## Aim
Put the stretch from the start of the listing through the line containing "x=818, y=658" into a JSON list of strings, one string per line and no entries for blank lines.

── Data listing ──

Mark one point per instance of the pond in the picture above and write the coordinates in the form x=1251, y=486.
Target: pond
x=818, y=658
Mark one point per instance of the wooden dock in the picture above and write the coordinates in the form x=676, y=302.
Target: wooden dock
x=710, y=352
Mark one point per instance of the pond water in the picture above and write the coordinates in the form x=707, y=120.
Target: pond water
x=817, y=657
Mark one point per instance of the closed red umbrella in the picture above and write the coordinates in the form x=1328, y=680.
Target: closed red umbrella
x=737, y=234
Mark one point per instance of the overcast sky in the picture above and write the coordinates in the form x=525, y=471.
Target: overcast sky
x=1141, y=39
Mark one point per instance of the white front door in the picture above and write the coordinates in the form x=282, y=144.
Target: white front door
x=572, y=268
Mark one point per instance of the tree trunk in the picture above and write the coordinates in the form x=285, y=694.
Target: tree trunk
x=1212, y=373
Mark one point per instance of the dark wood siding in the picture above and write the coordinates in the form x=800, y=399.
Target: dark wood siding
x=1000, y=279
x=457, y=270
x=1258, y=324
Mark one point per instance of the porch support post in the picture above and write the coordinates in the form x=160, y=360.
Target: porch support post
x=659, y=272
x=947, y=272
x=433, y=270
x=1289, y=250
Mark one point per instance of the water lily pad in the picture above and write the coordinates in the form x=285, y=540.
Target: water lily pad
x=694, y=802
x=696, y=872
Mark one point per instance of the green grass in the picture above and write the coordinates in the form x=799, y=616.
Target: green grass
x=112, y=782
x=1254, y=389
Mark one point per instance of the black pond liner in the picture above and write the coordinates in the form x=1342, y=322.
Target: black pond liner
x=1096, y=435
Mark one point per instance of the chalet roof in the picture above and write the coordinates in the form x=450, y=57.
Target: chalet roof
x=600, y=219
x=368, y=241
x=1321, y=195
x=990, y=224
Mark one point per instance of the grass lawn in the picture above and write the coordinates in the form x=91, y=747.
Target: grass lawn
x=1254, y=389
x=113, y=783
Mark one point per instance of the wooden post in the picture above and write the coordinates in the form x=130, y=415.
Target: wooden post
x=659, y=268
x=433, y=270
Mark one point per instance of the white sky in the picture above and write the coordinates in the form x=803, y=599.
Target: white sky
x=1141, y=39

───

## Answer to the exercise
[
  "Mark one point per instance of the pond in the picture above and write the coordinates in the form x=1251, y=486.",
  "Target: pond",
  "x=818, y=658"
]